**DIRECTIONS**
The response must reproduce every record in full.

**RECORDS FOR THIS EXERCISE**
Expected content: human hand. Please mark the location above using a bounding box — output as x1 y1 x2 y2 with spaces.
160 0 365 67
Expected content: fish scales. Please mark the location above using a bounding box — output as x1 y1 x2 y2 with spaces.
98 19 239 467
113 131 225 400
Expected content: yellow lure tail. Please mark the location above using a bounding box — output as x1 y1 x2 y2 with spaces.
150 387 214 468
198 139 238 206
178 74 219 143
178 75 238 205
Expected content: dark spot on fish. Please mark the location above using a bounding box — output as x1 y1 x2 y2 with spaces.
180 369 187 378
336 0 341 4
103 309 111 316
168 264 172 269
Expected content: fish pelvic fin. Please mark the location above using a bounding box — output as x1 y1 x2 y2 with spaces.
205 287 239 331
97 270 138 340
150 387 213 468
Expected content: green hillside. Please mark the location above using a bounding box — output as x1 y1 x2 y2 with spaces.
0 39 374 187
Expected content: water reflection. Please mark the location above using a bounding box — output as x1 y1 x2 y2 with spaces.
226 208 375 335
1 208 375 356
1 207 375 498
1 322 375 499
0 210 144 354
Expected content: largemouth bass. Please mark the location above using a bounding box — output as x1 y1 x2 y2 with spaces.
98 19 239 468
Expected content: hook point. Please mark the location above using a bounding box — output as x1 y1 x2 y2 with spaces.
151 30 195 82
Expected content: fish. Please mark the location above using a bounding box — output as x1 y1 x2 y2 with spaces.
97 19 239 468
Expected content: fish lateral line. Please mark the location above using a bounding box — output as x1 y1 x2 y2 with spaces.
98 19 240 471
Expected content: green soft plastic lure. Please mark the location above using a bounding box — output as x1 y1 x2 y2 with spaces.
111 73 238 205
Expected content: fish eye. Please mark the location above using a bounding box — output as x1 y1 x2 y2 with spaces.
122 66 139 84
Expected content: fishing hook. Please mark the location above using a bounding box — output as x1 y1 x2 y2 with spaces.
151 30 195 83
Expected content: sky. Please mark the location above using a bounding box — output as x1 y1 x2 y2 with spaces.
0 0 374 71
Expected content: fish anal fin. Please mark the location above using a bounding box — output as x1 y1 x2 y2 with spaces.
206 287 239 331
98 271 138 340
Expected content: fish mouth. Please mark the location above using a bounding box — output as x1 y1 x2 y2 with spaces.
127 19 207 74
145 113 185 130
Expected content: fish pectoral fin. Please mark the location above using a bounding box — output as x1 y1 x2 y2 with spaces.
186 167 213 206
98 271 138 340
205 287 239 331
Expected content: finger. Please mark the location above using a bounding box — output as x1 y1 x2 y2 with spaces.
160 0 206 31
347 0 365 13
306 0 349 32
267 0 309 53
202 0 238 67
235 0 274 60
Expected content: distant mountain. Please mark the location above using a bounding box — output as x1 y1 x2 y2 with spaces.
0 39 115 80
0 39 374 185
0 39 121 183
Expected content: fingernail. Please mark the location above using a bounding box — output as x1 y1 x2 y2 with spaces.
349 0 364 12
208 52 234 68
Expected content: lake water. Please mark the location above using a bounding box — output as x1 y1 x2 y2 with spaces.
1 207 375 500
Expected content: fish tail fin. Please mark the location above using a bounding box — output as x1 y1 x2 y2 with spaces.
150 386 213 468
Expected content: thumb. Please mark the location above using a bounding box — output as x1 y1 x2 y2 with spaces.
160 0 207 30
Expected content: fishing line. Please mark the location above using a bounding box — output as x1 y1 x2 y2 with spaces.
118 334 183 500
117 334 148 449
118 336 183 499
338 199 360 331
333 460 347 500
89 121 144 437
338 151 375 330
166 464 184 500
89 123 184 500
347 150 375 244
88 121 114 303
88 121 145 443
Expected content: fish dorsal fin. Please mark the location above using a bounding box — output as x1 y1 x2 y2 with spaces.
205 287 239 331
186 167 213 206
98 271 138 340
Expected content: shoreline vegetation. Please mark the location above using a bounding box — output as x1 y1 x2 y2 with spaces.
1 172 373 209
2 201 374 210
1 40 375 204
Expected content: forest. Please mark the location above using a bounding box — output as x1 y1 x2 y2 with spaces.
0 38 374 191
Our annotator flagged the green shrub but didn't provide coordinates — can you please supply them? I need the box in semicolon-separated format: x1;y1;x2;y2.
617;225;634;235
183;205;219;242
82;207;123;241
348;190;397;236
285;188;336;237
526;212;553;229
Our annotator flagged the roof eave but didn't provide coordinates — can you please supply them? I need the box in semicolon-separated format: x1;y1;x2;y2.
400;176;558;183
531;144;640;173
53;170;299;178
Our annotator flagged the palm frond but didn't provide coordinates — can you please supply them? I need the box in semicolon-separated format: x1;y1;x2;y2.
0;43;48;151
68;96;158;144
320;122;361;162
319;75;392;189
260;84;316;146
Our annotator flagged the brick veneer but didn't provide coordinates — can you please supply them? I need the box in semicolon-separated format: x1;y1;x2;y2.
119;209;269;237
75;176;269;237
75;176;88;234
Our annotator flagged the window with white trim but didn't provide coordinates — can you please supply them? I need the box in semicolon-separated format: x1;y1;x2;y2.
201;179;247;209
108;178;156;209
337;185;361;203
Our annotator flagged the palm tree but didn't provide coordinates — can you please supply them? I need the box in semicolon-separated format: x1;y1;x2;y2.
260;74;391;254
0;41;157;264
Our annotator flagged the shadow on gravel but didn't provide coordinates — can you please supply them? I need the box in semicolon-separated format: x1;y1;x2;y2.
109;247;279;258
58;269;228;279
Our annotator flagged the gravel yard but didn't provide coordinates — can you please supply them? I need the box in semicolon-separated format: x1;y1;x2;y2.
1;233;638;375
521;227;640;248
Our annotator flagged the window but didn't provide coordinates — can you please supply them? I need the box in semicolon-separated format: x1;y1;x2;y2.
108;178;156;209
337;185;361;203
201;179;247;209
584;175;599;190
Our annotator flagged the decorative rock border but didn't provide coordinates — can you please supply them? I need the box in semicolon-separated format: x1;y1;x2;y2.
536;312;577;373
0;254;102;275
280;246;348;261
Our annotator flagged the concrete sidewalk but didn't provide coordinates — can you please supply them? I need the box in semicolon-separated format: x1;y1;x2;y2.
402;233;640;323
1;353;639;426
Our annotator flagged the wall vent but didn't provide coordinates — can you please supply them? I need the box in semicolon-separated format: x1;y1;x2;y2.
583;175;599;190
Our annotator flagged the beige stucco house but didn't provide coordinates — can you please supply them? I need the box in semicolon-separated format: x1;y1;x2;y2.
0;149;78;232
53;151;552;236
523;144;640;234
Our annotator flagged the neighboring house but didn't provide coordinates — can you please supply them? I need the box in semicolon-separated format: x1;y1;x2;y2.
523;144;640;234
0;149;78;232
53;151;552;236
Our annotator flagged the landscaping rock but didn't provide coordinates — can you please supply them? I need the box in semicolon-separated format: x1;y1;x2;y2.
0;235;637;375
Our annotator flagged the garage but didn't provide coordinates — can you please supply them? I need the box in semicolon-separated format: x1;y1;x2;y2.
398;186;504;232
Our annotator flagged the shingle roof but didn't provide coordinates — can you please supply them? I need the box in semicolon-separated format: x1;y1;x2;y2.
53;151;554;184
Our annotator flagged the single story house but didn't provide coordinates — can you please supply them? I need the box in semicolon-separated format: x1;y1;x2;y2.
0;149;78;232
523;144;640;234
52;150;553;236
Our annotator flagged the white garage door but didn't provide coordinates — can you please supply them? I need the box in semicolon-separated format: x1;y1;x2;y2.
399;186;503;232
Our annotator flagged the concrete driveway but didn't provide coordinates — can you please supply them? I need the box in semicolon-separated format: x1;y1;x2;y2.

**EXERCISE SOLUTION**
Expected content: human hand. Please mark the location above using a bounding box — output as x1 y1 x2 y2 with spaces.
160 0 365 67
Expected content: fish scales. Please mark the location above using a bounding box — output as x1 y1 x2 y2 with spaces.
98 19 239 467
113 131 225 400
Expected content: yellow lure tail. Please mark the location above using a bounding box — output as x1 y1 x2 y2 with spaces.
150 387 214 468
198 139 238 206
178 74 219 143
178 75 238 205
Expected content: dark spot on fish. Please mark the location above using a bounding box — output as x1 y1 x2 y2 with spaces.
180 369 187 378
336 0 341 4
103 309 111 316
168 264 172 269
Expected content: fish pelvic fin. Please mark the location above using a bounding box — output as x1 y1 x2 y2 with spaces.
205 287 239 331
97 270 138 340
150 387 213 468
Expected content: green hillside. Please mark the location above using a bounding box — output as x1 y1 x2 y2 with spaces.
0 39 374 187
Expected content: water reflection. Please mark the location above using a bounding box — output as x1 y1 x2 y2 with spaces.
226 208 375 335
1 208 375 356
1 207 375 498
1 322 375 499
0 210 144 354
Expected content: largemouth bass. Please mark the location above using a bounding box — output as x1 y1 x2 y2 with spaces.
98 19 239 468
Expected content: hook point. Please mark the location above using a bounding box — output as x1 y1 x2 y2 with spaces.
151 30 195 82
Expected content: fish. Please mark the location above using a bounding box — output as x1 y1 x2 y2 with spaces.
97 19 239 468
Expected content: fish lateral line. Please mark the location above using a bounding box — output as x1 y1 x2 y2 with spaces.
98 19 240 471
Expected content: green soft plastic lure. Please mark the location above using a bounding box — output as x1 y1 x2 y2 with spaces.
111 73 238 205
Expected content: fish eye. Please mark the location above using a bounding box — output as x1 y1 x2 y2 with spaces.
122 66 139 84
Expected content: fishing hook. Please mark the location above using a bounding box — output as x1 y1 x2 y2 with spaces.
151 30 195 83
Expected content: sky. Please mark the location above using a bounding box — output as x1 y1 x2 y2 with spaces.
0 0 374 71
Expected content: fish anal fin. Please mark the location above using a bounding box — output as x1 y1 x2 y2 with spaces.
206 287 239 331
98 271 138 340
Expected content: fish mouth. Please mark the location above using a bounding box — output as x1 y1 x2 y2 with spaces.
127 19 207 74
145 113 185 130
Expected content: fish pectoral fin. Please mark the location above using a bounding box — output as x1 y1 x2 y2 with spaces.
186 167 213 206
98 271 138 340
205 287 239 331
Expected content: finger. Please mark the location above using a bounding box — output as x1 y1 x2 y2 with spaces.
160 0 206 31
347 0 365 13
306 0 349 32
267 0 309 53
202 0 238 67
235 0 274 60
Expected content: distant mountain. Please mark the location above using a bounding box — output as x1 y1 x2 y2 with spaces.
0 39 115 80
0 39 374 185
0 39 121 183
Expected content: fingernail. Please mark the location above using a bounding box — output as x1 y1 x2 y2 with spaces.
349 0 364 12
208 52 234 68
Expected content: lake water. Please mark the location above using a bounding box — output as x1 y1 x2 y2 with spaces.
1 207 375 500
Expected content: fish tail fin. Please mark the location above using a bounding box — output as x1 y1 x2 y2 with spaces.
150 386 213 468
Expected content: thumb. Please mark the location above using a bounding box — output as x1 y1 x2 y2 with spaces.
160 0 207 30
Expected content: fishing line. Please mark the location above using a bounding box — output as x1 y1 x2 y2 with spaces.
118 334 183 500
117 334 148 449
118 336 183 499
338 199 360 331
333 460 347 500
89 121 144 437
338 151 375 330
166 464 184 500
89 123 184 500
347 150 375 244
88 121 114 303
88 121 145 443
Expected content: fish dorsal fin. Please mark the location above using a bounding box — output as x1 y1 x2 y2 with spaces.
205 287 239 331
186 167 213 206
98 271 138 340
Expected content: shoreline vegetation. Please mark the location above using a bounding box — output as x1 y1 x2 y2 with spaces.
1 172 373 209
2 201 374 210
1 40 375 204
Expected content: forest. Please mark the location above using a bounding box — output as x1 y1 x2 y2 with spaces.
0 38 374 191
Our annotator flagged the green shrub but didn't provide coordinates — can you please supply them? I need the box in semicolon-separated format: x1;y1;x2;y2.
617;225;634;235
183;205;219;242
82;207;123;241
348;190;397;236
285;188;336;237
526;212;553;229
Our annotator flagged the roof eave but didn't provide coordinates — can you please supply them? I need the box in semicolon-separated format: x1;y1;x2;y2.
400;176;558;183
531;144;640;173
53;170;299;178
Our annotator flagged the palm frond but didn't provide coordinates — can you please supply them? I need the box in semicolon-separated format: x1;y1;x2;y2.
0;43;48;151
68;96;158;144
320;122;361;162
319;75;392;189
260;84;316;146
Our annotator flagged the brick veneer but didn't provide coordinates — can you please supply them? I need the box in semicolon-separated format: x1;y1;x2;y2.
119;209;269;237
75;176;269;237
75;176;88;234
Our annotator flagged the window with white trim but didn't provide coordinates — can you please supply them? I need the box in semicolon-separated format: x1;y1;x2;y2.
201;179;247;209
108;178;156;209
337;185;361;203
Our annotator flagged the palm tree but didn't provide coordinates — can you please supply them? I need the box in semicolon-separated format: x1;y1;x2;y2.
260;74;391;254
0;41;157;264
Our annotator flagged the shadow on gravel but didn't provide coordinates — can you please supply them? I need the box in semicolon-separated format: x1;y1;x2;y2.
109;247;279;258
58;269;228;279
Our annotator flagged the gravel yard but didn't provide coordinates — can you please supply them? I need the box in semicolon-separated format: x1;y1;x2;y2.
1;233;638;375
521;227;640;248
Our annotator flagged the window but didn't provide coordinates — can you please supply them? I need the box in semicolon-separated format: x1;y1;x2;y2.
108;178;156;209
337;185;361;203
201;179;247;209
584;175;599;190
Our annotator flagged the decorative rock border but didn't provide coordinates — can you please supply them? I need the box in semicolon-separated format: x1;y1;x2;y2.
536;312;577;373
0;254;102;275
280;246;348;261
Our annotator flagged the concrete sidewalk but didn't provide coordinates — can you please supply them? I need the box in semicolon-separated format: x1;y1;x2;y2.
402;233;640;323
1;353;639;426
Our annotator flagged the wall vent but didn't provide coordinates — can you please supply them? I need the box in semicolon-separated format: x1;y1;x2;y2.
583;175;599;190
Our annotator flagged the beige stucco house but didn't provide coordinates — can you please supply them? I need the box in semicolon-separated format: x1;y1;x2;y2.
0;149;78;232
53;151;552;236
523;144;640;234
Our annotator flagged the neighboring house but didn't provide coordinates — can you please supply them? I need the box in semicolon-separated format: x1;y1;x2;y2.
523;144;640;234
0;149;78;232
53;151;552;236
Our annotator flagged the landscaping rock but didn't provide coordinates — can you please supply them? I need the box in semicolon-separated format: x1;y1;x2;y2.
0;235;637;375
Our annotator flagged the garage but didn't provide coordinates — can you please supply them? I need the box in semicolon-separated format: x1;y1;x2;y2.
398;186;504;232
Our annotator flagged the shingle roof but didn't provide coordinates — can you please supply them? I need the box in semicolon-separated format: x1;y1;x2;y2.
53;151;554;184
Our annotator flagged the single story house but didn't provide coordinates — can you please supply them? I need the box in semicolon-separated format: x1;y1;x2;y2.
0;149;78;232
523;144;640;234
52;150;553;236
Our annotator flagged the white garage door but didn't provide coordinates — can you please supply them? I need the box in semicolon-separated format: x1;y1;x2;y2.
399;186;503;232
Our annotator flagged the concrete driveway but didn't provide coordinates — can you please supply them? I need the box in semicolon-separated format: x1;y1;x2;y2.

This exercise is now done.